Top of SOURCE PASSAGE
Undiscovered Favorites

Dr. Carl Atkins is the author of Shakespeare’s Sonnets: With Three Hundred Years of Commentary as well as a prolific commenter here at ShakespeareGeek, both while holding down a day job as a medical doctor. Instead of a typical author interview with press blurbs and bio questions we decided to do something different – Carl’s going to guest blog a series for us based on *your* questions. Context : Following up on our discussion about the possibly overrated Sonnet 116, I promised Dr. Atkins equal time to talk about favorite sonnets… As for favorite sonnets that deserve more popularity than they get, also difficult because there are so many. I am going to cheat because you asked for one and I am going to name two. It is not just that I can’t make up my mind (OK, it’s partly that) but because I have different types of favorite sonnets. And I am exhibiting great restraint in choosing only two types, mind you. The first is a very beautiful sonnet, number 52.  Here is the original printing, my glosses (mostly chosen from among other editors) and some of my commentary:

So am I as the rich whose blessed key,
Can bring him to his sweet up-locked treasure,
The which he will not ev’ry hower survay,
For blunting the fine point of seldome pleasure.
Bottom of SOURCE PASSAGE
Top of DATA TO EXAMINE
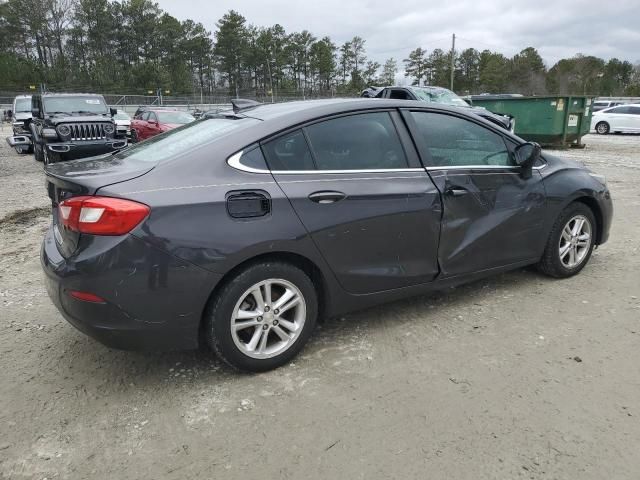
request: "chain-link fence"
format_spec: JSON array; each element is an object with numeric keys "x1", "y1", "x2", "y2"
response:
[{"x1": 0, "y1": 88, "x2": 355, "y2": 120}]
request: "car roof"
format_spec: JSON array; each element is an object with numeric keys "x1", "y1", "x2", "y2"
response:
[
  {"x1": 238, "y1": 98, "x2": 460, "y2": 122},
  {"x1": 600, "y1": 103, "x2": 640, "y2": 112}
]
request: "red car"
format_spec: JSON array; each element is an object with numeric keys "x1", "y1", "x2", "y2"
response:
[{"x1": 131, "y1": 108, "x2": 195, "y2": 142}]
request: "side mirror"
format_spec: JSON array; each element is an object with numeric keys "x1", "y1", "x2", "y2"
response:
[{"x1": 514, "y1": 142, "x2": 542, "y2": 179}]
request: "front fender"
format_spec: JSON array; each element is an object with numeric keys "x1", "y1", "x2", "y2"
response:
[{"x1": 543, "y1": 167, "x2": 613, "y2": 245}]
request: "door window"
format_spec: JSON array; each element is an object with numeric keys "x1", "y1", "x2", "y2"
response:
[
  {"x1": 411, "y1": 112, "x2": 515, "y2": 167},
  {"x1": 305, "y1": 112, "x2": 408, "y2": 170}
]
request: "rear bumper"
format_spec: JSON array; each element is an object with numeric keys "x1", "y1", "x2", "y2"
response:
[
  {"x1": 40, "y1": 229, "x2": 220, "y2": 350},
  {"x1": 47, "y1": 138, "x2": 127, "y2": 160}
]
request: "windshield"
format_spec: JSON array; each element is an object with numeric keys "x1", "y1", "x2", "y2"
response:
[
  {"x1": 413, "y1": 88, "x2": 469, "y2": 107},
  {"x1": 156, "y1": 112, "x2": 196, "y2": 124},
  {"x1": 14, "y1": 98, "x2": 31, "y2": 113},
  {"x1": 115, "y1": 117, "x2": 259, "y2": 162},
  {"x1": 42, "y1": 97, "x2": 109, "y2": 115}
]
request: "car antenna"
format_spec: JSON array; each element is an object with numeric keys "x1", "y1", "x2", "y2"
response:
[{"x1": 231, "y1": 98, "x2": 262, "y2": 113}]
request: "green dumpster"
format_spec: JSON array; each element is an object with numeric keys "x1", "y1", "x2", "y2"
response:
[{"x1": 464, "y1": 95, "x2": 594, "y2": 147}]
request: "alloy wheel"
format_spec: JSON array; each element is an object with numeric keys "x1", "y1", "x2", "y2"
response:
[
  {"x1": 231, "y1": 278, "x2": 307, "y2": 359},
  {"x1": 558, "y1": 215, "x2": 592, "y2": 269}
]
Bottom of DATA TO EXAMINE
Copy the sonnet post word for word, starting at "So am I as the" and ending at "of seldome pleasure.".

So am I as the rich whose blessed key,
Can bring him to his sweet up-locked treasure,
The which he will not ev’ry hower survay,
For blunting the fine point of seldome pleasure.